The defendant’s final claim is that the court improperly allowed the state to comment on evidence during closing argument. This claim is raised for the first time on appeal. “Our review of this claim, therefore, is limited to either plain error review; see Practice Book § [60-5]; or review pursuant to the constitutional bypass doctrine of Evans-Golding. See State v. Golding, 213 Conn. 233, 239-40, 567 A.2d 823 (1989); State v. Evans, 165 Conn. 61, 70, 327 A.2d 576 (1973). The defendant fails, however, to request review of this claim under either of these doctrines. As this court has previously noted, it is not appropriate to engage in a level of review that is not requested. . . .” (Citation omitted.) State v. Hermann, 38 Conn. App. 56, 64-65, 658 A.2d 148, cert. denied, 235 Conn. 903,665 A.2d 904 (1995). Accordingly, we decline to review this unpreserved claim.

The judgment is affirmed.

In this opinion the other judges concurred.

State’s exhibit nine was the blue, heat sealed packet containing a white substance that was seized from the defendant.

The report was identified as state’s exhibit ten and subsequently was admitted into evidence as a full exhibit

The court did not articulate on the record its reasons for granting the motion to quash. Our Supreme Court has directed that where the factual or legal basis of a trial court’s decision is unclear, the appellant should file a motion for articulation. In the absence of such action, the reviewing court should presume that the trial court considered all of the facts before it and applied the correct legal standard. Walton v. New Hartford, 223 Conn. 155, 164-65, 612 A.2d 1153 (1992); State v. Prutting, 40 Conn. App. 151, 162, 669 A.2d 1228, cert. denied, 236 Conn. 922, 674 A.2d 1328 (1996).

• MATERIAL SHOWN:
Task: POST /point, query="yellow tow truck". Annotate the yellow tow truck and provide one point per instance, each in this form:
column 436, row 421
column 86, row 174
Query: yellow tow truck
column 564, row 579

• WHAT IS NEEDED: Continue the appellate court opinion excerpt that appears above the material, starting right after its last sentence.

• RESPONSE TO THIS EXERCISE:
General Statutes § 51-195 provides, “Application for review of sentence. Any person sentenced on one or more counts of an information to a term of imprisonment for which the total sentence of all such counts amounts to confinement for three years or more, may, within thirty days from the date such sentence was imposed or if the offender received a suspended sentence with a maximum confinement of three years or more, within thirty days of revocation of such suspended sentence, except in any case in which a different sentence could not have been imposed or in any case in which the sentence or commitment imposed resulted from the court’s acceptance of a plea agreement or in any case in which the sentence imposed was for a lesser term than was proposed in a plea agreement, file with the clerk of the court for the judicial district in which the judgment was rendered an application for review of 1he sentence by the review division. Upon imposition of sentence or at the time of revocation of such suspended sentence, the clerk shall give written notice to the person sentenced of his right to make such a request. Such notice shall include a statement that review of the sentence may result in decrease or increase of the term within the limits fixed by law. A form for making such application shall accompany the notice. *426The cleric shall forthwith transmit such application to the review division and shall notify the judge who imposed the sentence. Such judge may transmit to the review division a statement of his reasons for imposing the sentence, and shall transmit such a statement within seven days if requested to do so by the review division. The filing of an application for review shall not stay the execution of the sentence.”